+++ Selected extract +++

The critics have not been particularly kind to Bohemian Rhapsody, the Freddie Mercury biopic telling the rise, almost-fall and rise of legendary rock band Queen. In fairness, I do understand some of their points. However, what the critics have failed to grasp is that mainstream audiences don’t particularly want a grim film that explores the excesses of Freddie Mercury’s notorious hedonism. They want a fun, bright, sympathetic, respectful film that prints the legend. Bohemian Rhapsody isn’t a great film, and I don’t pretend that it is. However despite changing directors (credited director Bryan Singer was replaced by Dexter Fletcher for the last part of the shoot) it is undeniably entertaining, and Rami Malek’s lead performance as Freddie is terrific.
The film charts the genesis of the band in the early 1970s to their legendary performance at Live Aid in 1985. It begins with Brian May (Gwilym Lee) and Roger Taylor (Ben Hardy) looking for a new member of their band Smile, after their lead singer quits. Along comes the obviously talented, born-to-be-a-megastar Freddie, the band is renamed Queen, and… well, the rest is history. The film romps through their rise without really showing any great artistic struggle, which arguably robs the film of dramatic power. Queen’s innovative musical genius is never in doubt.
More interesting is Freddie’s story. The film is fairly superficial regarding his background, both in terms of his relationship with his parents, and their exile from Zanzibar, but his relationship with Mary Austin (Lucy Boynton) is given a lot of focus. His subsequent promiscuous homosexual lifestyle is dealt with very discreetly, and again, part of me can understand why there is probably a great film to be made about the darker side of Freddie’s life at that point. Malek’s performance hints at a desperate sadness, emptiness and spiritual longing that could have been much expanded on (the tragic AIDS diagnosis and eventual death is dealt with very briefly in a short montage, and in a postscript). His relationship with his bandmates (especially Roger) is important, but there is a sense in which we are being shown the band-approved, authorised version of the story, which only plays lip service to the warts-and-all biopic principle, rather than delving deeper.

+++ Source material +++

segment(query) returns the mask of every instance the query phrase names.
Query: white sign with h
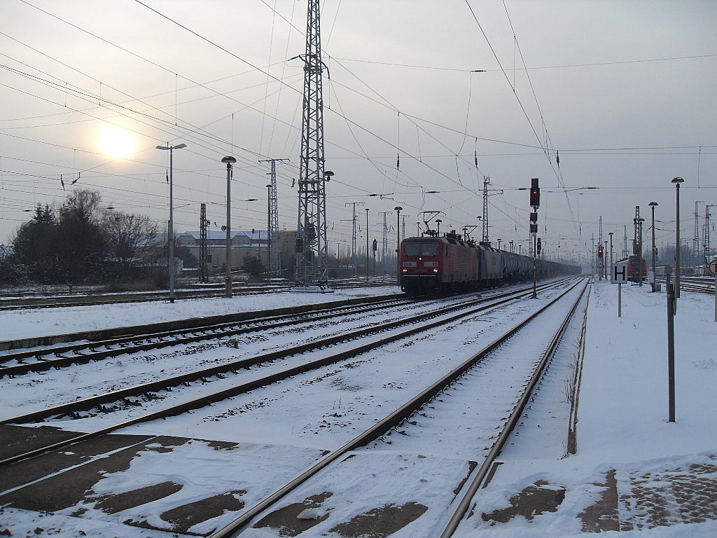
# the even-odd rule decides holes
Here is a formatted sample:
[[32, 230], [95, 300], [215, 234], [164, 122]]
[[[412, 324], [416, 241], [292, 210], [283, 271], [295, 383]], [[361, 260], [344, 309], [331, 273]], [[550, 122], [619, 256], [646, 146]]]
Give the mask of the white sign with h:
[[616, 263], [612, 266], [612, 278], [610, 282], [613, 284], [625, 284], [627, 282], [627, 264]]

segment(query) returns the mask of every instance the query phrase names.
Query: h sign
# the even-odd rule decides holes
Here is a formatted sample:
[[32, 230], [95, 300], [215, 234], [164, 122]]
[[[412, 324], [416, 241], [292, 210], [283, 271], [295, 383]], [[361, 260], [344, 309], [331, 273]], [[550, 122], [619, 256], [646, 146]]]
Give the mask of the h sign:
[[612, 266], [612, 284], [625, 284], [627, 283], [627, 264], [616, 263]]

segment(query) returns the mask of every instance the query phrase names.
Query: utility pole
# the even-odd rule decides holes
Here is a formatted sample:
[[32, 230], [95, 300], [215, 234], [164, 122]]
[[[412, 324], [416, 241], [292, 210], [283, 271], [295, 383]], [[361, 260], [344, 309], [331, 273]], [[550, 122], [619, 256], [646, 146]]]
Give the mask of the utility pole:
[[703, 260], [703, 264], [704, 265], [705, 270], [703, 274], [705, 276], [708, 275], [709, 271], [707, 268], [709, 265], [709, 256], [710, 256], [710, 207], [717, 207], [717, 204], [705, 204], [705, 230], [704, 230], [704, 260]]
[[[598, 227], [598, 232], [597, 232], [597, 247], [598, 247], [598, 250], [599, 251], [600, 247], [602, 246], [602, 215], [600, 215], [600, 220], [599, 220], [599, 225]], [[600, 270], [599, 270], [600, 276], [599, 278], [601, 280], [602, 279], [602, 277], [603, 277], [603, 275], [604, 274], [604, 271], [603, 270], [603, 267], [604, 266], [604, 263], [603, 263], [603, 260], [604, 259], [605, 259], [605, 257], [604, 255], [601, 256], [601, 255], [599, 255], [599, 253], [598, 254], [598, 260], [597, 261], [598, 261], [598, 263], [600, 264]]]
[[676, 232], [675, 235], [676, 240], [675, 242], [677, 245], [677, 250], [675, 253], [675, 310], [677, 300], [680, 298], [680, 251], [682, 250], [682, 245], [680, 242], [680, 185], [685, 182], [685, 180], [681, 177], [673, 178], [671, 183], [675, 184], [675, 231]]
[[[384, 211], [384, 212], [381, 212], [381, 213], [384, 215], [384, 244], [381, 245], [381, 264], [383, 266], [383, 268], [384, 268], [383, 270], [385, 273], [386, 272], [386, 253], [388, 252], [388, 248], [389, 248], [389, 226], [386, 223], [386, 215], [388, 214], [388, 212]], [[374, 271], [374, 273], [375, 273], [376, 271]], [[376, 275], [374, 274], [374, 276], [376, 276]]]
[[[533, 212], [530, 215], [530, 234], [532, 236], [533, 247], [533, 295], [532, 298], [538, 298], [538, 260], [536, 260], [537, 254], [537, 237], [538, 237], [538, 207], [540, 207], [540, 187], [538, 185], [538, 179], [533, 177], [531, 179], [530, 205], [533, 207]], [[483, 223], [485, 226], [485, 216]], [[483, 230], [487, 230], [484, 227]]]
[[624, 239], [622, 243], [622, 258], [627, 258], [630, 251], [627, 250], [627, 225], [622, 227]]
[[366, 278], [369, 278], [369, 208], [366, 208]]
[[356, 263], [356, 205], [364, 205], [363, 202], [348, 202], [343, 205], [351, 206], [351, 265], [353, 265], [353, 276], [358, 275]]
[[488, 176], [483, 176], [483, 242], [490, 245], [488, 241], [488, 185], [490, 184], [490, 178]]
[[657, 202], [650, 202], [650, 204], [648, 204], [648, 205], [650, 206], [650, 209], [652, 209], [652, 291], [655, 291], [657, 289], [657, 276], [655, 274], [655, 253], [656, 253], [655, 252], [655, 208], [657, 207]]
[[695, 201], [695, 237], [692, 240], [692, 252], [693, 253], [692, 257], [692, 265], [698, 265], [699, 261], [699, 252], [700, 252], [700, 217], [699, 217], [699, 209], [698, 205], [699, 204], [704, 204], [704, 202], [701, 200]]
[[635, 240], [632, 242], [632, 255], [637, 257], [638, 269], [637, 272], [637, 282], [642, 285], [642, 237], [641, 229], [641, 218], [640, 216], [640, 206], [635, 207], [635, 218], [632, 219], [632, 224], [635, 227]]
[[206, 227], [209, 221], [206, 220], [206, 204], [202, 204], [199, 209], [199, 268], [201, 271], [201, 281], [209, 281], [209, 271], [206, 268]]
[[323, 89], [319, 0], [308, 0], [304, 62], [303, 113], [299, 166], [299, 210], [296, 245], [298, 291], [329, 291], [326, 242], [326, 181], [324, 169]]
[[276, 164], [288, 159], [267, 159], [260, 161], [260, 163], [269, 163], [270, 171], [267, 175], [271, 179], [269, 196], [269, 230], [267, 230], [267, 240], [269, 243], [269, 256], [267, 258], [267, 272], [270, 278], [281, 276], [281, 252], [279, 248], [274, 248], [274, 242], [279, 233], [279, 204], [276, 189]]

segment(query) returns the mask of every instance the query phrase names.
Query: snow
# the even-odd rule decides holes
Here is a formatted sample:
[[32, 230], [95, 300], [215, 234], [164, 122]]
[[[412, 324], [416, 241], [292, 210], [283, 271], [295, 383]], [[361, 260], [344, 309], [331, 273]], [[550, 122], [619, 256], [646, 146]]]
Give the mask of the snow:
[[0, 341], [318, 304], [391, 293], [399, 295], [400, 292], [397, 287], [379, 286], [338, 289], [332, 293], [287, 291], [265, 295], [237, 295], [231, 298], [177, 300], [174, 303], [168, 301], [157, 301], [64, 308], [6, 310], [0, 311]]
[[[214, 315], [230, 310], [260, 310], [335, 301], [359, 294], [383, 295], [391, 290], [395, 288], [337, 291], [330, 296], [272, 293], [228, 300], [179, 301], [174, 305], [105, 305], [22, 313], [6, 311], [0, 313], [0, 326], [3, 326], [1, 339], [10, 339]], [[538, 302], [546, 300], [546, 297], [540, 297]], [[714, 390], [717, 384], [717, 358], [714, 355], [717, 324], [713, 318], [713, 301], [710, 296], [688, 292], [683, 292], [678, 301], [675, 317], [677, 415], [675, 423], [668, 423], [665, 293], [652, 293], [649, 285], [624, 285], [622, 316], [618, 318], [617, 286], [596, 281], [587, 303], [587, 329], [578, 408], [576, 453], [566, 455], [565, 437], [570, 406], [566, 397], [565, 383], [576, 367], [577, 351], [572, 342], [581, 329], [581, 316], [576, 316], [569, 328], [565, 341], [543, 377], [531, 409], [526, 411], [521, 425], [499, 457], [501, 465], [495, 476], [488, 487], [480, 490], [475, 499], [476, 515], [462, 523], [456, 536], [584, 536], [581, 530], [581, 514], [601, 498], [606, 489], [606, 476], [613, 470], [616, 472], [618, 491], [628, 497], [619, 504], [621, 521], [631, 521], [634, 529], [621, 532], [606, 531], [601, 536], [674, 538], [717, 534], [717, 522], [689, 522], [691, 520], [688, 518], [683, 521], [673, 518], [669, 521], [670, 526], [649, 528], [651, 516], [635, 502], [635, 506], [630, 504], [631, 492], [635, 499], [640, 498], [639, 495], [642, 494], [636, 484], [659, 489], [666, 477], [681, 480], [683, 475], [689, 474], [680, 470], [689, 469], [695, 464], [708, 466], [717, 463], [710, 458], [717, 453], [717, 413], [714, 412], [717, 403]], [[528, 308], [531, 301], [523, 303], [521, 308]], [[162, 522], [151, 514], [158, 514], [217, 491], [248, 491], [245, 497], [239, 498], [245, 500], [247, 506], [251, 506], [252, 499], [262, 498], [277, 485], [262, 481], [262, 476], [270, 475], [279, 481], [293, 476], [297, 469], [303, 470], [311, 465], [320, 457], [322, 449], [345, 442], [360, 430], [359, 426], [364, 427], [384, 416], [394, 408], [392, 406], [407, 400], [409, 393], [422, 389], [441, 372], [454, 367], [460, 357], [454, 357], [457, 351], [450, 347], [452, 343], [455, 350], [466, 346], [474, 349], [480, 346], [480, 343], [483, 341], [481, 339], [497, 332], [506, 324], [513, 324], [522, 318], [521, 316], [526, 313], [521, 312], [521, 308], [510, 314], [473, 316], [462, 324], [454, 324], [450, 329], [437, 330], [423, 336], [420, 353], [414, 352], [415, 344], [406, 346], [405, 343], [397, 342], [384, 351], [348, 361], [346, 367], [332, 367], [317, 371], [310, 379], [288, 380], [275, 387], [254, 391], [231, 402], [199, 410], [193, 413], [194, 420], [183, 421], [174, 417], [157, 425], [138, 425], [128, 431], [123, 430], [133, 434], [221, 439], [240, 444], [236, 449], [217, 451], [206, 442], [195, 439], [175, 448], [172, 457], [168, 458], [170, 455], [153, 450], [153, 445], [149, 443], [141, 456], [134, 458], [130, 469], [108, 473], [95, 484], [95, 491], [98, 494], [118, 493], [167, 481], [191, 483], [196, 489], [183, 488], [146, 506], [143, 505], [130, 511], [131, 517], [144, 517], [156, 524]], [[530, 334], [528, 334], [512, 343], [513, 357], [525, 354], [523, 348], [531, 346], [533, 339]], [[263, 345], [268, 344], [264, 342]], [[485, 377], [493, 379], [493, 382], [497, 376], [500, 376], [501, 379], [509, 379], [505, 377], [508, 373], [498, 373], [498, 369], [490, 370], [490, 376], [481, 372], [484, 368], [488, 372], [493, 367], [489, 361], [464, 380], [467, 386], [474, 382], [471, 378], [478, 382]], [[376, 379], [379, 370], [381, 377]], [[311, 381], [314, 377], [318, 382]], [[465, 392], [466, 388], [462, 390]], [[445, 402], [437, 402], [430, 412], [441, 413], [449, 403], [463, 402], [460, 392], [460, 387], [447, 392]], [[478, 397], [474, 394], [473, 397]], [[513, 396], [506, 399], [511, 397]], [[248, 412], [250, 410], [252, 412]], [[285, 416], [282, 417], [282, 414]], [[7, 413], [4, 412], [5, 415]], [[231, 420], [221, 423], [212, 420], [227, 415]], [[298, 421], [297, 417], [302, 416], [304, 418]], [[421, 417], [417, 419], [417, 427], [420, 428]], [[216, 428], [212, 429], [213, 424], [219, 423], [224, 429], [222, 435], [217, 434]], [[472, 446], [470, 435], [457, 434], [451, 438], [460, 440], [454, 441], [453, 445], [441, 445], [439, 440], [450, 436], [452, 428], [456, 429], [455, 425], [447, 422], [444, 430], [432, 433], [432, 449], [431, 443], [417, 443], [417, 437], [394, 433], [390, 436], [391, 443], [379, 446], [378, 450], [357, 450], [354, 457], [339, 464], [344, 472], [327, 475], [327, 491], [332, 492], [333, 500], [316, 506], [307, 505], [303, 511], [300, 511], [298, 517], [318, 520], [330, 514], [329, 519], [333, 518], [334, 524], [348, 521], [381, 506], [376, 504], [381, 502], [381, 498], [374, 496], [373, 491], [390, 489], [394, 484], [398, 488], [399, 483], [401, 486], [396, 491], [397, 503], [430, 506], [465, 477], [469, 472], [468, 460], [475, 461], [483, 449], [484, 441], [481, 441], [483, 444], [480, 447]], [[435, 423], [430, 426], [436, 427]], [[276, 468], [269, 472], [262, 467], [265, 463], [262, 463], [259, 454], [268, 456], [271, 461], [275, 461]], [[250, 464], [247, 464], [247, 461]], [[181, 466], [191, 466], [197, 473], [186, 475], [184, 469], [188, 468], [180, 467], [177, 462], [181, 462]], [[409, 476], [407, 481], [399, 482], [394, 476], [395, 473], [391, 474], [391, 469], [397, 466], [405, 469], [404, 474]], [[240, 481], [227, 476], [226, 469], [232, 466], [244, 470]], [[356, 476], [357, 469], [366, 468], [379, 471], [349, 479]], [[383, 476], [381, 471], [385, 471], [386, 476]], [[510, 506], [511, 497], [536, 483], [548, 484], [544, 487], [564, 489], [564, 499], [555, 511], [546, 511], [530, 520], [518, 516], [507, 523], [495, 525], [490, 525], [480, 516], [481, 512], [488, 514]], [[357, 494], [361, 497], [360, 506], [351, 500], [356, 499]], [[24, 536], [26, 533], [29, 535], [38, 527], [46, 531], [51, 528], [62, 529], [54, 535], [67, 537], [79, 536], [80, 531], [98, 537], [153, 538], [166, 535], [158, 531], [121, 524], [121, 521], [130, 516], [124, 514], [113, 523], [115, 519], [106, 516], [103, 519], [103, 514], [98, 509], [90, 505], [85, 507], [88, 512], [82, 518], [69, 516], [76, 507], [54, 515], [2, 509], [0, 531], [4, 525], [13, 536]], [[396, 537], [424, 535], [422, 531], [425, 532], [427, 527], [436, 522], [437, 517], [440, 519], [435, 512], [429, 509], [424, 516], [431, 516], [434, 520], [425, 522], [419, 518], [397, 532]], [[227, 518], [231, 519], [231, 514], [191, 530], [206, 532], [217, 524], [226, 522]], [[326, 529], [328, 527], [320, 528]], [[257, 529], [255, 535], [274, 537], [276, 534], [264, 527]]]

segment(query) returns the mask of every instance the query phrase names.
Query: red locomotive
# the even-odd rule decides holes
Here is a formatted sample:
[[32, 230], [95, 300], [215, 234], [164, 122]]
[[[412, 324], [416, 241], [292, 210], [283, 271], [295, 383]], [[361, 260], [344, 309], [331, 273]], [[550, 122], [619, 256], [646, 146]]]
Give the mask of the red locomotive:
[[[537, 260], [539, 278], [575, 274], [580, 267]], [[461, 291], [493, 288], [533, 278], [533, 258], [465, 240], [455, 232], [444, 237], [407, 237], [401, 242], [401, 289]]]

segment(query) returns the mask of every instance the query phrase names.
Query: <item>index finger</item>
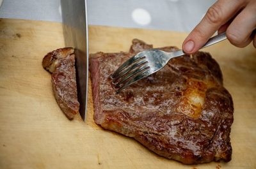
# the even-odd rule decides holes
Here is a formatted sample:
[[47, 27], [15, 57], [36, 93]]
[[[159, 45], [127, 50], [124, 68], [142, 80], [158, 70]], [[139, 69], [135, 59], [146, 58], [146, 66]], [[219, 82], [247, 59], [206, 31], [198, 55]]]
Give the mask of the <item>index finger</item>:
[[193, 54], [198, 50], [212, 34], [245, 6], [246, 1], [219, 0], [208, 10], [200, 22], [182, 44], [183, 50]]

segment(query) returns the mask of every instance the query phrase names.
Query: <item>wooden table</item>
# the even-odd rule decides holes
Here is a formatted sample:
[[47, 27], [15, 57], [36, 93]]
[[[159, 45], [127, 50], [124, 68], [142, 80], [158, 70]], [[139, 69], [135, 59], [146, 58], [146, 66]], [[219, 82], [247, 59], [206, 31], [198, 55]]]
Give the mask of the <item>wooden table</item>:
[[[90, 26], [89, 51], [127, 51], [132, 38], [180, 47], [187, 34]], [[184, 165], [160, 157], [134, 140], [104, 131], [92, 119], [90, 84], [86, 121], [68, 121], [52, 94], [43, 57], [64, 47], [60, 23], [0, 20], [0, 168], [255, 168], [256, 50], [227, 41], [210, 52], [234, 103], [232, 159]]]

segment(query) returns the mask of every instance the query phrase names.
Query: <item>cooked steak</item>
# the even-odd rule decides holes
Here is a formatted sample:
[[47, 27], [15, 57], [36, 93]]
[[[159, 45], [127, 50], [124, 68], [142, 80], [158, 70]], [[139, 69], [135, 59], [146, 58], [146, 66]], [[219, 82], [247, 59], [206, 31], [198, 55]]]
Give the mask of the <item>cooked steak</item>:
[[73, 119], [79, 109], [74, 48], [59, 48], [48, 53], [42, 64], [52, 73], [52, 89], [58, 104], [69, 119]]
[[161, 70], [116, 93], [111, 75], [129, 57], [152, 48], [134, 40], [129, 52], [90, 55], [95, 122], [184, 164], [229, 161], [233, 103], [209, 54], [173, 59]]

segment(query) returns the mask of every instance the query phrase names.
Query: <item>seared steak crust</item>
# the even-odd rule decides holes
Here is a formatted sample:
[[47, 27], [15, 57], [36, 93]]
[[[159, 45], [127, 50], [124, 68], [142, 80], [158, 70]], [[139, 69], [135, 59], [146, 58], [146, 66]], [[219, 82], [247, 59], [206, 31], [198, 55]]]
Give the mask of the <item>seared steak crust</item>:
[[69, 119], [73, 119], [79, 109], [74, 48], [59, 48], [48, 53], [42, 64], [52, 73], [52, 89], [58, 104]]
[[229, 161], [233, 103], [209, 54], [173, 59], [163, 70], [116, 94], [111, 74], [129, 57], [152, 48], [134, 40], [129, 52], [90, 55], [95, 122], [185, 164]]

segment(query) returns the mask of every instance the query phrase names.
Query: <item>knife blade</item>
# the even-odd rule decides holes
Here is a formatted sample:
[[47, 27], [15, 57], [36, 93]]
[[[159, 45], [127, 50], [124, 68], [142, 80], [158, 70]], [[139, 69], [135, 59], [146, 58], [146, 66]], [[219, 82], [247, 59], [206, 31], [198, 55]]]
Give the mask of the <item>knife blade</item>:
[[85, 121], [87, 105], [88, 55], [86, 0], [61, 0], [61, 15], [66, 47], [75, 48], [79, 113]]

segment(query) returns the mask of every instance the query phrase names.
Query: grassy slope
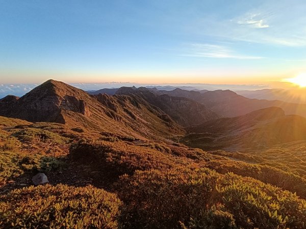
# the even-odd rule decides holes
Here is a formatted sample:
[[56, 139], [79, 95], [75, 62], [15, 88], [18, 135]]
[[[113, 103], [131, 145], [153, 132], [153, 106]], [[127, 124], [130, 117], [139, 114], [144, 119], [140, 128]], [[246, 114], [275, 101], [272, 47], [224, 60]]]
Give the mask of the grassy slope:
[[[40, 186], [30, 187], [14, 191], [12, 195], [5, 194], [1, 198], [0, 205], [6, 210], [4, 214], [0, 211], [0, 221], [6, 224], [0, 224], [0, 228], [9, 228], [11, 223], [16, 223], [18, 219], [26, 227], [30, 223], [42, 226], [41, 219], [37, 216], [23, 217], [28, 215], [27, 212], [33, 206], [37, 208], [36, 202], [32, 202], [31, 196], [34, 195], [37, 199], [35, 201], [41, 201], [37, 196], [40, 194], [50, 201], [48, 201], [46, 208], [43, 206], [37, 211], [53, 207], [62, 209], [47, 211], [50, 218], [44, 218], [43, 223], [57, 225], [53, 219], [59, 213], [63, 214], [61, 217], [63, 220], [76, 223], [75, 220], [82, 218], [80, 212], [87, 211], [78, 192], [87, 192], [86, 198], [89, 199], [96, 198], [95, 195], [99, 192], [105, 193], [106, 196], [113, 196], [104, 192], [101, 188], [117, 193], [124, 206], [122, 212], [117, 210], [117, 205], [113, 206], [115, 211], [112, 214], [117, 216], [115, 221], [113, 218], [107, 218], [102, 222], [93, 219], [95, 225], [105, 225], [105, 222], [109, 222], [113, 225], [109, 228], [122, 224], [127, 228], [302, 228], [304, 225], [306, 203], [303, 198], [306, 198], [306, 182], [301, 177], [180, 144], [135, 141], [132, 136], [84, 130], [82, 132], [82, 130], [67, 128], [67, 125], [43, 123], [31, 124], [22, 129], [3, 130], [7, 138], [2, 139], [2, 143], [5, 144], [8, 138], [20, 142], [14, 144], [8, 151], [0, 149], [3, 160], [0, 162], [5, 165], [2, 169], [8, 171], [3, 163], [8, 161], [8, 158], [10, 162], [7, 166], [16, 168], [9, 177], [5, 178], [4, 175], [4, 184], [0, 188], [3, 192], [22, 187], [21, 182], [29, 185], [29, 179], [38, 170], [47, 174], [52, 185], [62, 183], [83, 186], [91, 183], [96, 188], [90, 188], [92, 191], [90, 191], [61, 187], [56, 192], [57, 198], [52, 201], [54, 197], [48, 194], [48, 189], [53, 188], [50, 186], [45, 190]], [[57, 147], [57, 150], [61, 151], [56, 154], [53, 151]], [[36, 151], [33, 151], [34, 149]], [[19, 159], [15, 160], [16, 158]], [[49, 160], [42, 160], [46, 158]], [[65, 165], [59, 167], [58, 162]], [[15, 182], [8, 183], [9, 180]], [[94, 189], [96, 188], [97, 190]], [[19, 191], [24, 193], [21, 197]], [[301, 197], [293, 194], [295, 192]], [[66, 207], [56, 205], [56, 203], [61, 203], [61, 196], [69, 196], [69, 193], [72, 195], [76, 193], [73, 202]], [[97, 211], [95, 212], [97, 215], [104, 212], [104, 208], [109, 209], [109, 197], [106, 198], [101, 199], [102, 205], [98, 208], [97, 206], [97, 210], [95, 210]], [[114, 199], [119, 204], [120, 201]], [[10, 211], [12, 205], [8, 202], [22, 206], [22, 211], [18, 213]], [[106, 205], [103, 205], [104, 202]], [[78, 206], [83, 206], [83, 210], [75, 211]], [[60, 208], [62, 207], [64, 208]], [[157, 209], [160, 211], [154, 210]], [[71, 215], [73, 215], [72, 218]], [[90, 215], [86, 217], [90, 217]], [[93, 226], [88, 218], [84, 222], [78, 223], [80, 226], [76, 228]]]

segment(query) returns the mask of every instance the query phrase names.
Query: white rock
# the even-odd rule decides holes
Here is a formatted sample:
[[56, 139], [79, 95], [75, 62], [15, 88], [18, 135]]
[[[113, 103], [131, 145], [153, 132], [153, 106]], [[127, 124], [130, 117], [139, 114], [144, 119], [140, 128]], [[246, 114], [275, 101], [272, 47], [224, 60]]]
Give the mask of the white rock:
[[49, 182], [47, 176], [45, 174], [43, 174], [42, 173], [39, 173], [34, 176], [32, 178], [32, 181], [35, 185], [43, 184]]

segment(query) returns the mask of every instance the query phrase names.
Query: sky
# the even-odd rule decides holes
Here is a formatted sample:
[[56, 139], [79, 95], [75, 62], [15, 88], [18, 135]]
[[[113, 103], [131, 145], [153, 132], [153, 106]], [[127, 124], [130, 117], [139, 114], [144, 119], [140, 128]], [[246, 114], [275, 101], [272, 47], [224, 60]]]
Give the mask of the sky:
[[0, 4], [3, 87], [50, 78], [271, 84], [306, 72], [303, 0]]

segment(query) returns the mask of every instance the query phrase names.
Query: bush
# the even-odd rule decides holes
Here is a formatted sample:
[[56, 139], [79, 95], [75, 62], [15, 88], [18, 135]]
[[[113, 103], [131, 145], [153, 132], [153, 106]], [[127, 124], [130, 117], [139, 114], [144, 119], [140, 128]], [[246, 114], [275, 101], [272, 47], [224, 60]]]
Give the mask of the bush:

+++

Task 1 –
List each actor that the Bohemian Rhapsody review names, together with the role they play.
Task 2 –
In one to three sentences, explain why the Bohemian Rhapsody review says the film's account of the band's rise arguably lacks dramatic power.
Task 3 –
Extend the review of the Queen biopic with a further passage that follows on from its last sentence.

Answer section 1 –
Rami Malek as Freddie Mercury
Gwilym Lee as Brian May
Ben Hardy as Roger Taylor
Lucy Boynton as Mary Austin

Answer section 2 –
The film romps through Queen's rise without really showing any great artistic struggle. According to the review, this arguably robs the film of dramatic power.

Answer section 3 –
However, as I have said, mainstream audiences don’t want Control (the brilliant but grim monochrome Ian Curtis/Joy Division biopic). They want to hear the hits and have a good time. Bohemian Rhapsody may be lazily structured, romping through timelines with too many shorthand montages, but it is undeniably fun to watch. It also manages to cram in virtually every one of my favourite Queen tracks (even The Show Must Go On from 1991 is permitted a run in the latter part of the end credits, where it cannot be accused of anachronism).
In short, unlike its subject, Bohemian Rhapsody is a film that definitely plays it safe. However, it will nonetheless prove hugely entertaining to fans. I myself recall seeing that Live Aid performance as a ten-year old, and thinking it was incredible. Seeing it again here, in a dramatic context, tugged my nostalgia heartstrings until my critical faculties surrendered.